Sheryl A. McCurdy, a professor of public health at the University of Texas in Houston, first described the practice five years ago in a brief letter to The British Medical Journal and recently published a study of it in the journal Addiction.

“I don’t really know how widespread it is,” said Dr. McCurdy who is contacting other researchers working with addicts to get them to survey their subjects about it. “There’s pretty circular movement in East Africa, so I wouldn’t be surprised if it’s in other cities.”

Increasing use of heroin in parts of Africa has the potential to magnify the AIDS epidemic.

In most East African countries like Tanzania and Kenya, only 3 to 8 percent of adults are infected with the AIDS virus, far fewer than in southern Africa, where the rates reach 15 to 25 percent.

But among those who inject heroin, the rates are far higher. In Tanzania, about 42 percent of addicts are infected. The rate is even higher — 64 percent — among female addicts, Dr. McCurdy said, and since most support themselves through prostitution, they are in two high-risk groups, and their customers are at risk of catching the disease.

Most of the addicts she has interviewed who practice flashblood, Dr. McCurdy said, are women. For them, sharing blood is more of an act of kindness than an attempt to get high: a woman who has made enough money to buy a sachet of heroin will share blood to help a friend avoid withdrawal. The friend is often a fellow sex worker who has become too old or sick to find customers.

By contrast, on Zanzibar, it is mostly among men, according to a 2006 study in The African Journal of Drug and Alcohol Studies, which found that about 9 percent of the 200 drug-injectors interviewed practiced it.

There have also been reports in East African newspapers of addicts selling their blood, but those have not been confirmed by medical researchers.

And, there have been scattered reports of flashblood-type practices in other countries with large numbers of heroin addicts, including Pakistan, but they also have not been confirmed by researchers.

Whether or not someone can actually a get drug rush from such a relatively tiny amount of blood has never been tested, Dr. McCurdy said. Humans have about five quarts of blood and the flashblood-user injects less than a teaspoon.

“They say they do,” she said. “They pass out as if they just got a high. But I’ve talked to doctors who say that could be entirely the placebo effect.”

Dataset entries

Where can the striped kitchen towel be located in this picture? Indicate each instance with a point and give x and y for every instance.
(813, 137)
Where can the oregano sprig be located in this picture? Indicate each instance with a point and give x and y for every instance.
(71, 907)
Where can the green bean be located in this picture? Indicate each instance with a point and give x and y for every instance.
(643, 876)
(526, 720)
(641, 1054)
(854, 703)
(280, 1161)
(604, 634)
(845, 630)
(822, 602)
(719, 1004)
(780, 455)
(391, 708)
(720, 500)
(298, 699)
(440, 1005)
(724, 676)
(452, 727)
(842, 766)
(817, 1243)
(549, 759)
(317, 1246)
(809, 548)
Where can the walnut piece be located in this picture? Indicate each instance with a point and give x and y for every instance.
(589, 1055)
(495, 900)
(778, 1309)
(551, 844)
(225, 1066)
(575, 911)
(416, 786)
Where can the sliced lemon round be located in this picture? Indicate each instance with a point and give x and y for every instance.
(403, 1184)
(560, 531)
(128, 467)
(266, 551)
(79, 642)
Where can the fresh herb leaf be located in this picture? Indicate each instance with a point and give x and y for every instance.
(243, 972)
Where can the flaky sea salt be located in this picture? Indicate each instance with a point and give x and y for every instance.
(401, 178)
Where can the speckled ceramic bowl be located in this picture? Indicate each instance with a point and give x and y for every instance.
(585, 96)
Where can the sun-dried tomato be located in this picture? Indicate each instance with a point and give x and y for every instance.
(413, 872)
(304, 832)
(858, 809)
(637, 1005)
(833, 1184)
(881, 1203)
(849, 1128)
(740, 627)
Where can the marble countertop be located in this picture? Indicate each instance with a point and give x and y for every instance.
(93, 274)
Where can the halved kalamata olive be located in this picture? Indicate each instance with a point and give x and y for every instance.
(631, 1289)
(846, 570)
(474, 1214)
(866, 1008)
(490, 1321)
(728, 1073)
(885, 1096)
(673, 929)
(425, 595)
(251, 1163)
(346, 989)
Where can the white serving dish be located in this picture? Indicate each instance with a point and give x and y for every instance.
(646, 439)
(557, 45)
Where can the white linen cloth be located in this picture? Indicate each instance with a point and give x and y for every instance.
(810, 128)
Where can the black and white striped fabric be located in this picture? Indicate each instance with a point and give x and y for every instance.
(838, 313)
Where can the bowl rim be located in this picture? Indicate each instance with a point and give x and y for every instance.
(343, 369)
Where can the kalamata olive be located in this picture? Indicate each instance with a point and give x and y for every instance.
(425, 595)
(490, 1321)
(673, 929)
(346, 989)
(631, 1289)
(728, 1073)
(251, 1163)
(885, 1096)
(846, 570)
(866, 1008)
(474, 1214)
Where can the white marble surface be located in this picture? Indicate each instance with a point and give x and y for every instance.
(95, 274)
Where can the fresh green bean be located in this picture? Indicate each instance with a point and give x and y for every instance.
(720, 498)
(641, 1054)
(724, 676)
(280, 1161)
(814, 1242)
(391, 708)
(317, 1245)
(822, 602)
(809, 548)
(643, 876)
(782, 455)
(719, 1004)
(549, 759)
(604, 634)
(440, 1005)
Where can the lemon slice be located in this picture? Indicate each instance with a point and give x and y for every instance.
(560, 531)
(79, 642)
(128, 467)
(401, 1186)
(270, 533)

- [TASK PROMPT]
Use the passage on flashblood to answer these questions:
1. What share of heroin addicts in Tanzania are infected with the AIDS virus?
2. In the 2006 study on Zanzibar, about what share of the 200 drug-injectors interviewed practiced flashblood?
3. How much blood does a flashblood user inject?

- [REPLY]
1. About 42 percent.
2. About 9 percent.
3. Less than a teaspoon.